> Instructions for the task
Reproduce the data in its entirety, exactly as supplied.

Shape boundary entries:
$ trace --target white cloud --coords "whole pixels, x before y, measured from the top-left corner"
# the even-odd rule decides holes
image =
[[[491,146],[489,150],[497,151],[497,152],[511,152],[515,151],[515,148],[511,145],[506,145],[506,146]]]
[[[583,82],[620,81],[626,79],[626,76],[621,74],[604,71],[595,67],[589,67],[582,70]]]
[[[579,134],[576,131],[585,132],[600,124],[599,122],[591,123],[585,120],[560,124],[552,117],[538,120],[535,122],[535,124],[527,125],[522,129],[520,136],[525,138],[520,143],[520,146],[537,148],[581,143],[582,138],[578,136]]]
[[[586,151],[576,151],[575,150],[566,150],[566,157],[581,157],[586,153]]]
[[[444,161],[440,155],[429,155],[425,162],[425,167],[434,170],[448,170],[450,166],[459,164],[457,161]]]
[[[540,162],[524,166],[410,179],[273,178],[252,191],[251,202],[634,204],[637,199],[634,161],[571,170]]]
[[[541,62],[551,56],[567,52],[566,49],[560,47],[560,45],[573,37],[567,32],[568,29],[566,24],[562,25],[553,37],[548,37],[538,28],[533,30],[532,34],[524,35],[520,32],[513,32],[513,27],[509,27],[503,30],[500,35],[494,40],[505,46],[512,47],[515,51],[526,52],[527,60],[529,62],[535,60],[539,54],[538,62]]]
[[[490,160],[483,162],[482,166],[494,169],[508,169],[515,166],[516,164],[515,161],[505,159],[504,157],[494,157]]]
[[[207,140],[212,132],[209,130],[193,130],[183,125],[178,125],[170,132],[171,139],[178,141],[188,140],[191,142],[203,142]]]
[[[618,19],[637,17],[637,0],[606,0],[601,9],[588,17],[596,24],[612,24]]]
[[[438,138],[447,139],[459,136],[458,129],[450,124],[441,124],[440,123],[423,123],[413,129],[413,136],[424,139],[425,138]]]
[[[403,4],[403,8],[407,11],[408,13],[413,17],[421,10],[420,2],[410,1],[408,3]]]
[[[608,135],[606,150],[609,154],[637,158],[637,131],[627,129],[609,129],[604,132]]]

> Answer to this task
$ trace --target white cloud --coords "whole pixels, x before y, measured from the top-left corner"
# the even-odd rule decides holes
image =
[[[491,146],[489,150],[497,151],[497,152],[511,152],[515,151],[515,148],[511,145],[506,145],[506,146]]]
[[[583,82],[620,81],[626,79],[626,76],[621,74],[604,71],[595,67],[589,67],[582,70]]]
[[[579,134],[576,131],[585,132],[600,124],[599,122],[591,123],[585,120],[560,124],[552,117],[538,120],[535,122],[535,124],[527,125],[522,129],[520,136],[525,138],[520,143],[520,146],[537,148],[581,143],[582,138],[578,136]]]
[[[586,151],[576,151],[575,150],[566,150],[566,157],[581,157],[586,153]]]
[[[444,161],[440,155],[429,155],[425,162],[425,167],[434,170],[448,170],[450,166],[459,164],[457,161]]]
[[[540,162],[524,166],[410,179],[273,178],[252,191],[251,202],[634,204],[637,199],[634,161],[571,170]]]
[[[541,62],[551,56],[567,52],[566,49],[560,47],[560,45],[573,37],[567,32],[568,29],[566,24],[562,25],[553,37],[548,37],[538,28],[533,30],[532,34],[524,35],[520,32],[513,32],[513,27],[509,27],[503,30],[500,35],[494,40],[505,46],[512,47],[515,51],[526,52],[527,60],[529,62],[535,60],[539,54],[538,62]]]
[[[490,160],[483,162],[482,166],[494,169],[508,169],[515,166],[516,164],[515,161],[505,159],[504,157],[494,157]]]
[[[207,140],[212,132],[209,130],[193,130],[183,125],[178,125],[170,132],[171,139],[178,141],[188,140],[191,142],[203,142]]]
[[[618,19],[637,17],[637,0],[606,0],[601,9],[588,17],[596,24],[612,24]]]
[[[438,138],[447,139],[459,136],[458,129],[450,124],[441,124],[440,123],[423,123],[413,129],[413,136],[424,139],[425,138]]]
[[[403,4],[403,8],[407,11],[408,13],[413,17],[421,10],[420,2],[410,1],[408,3]]]
[[[608,135],[606,150],[609,154],[637,158],[637,131],[627,129],[609,129],[604,132]]]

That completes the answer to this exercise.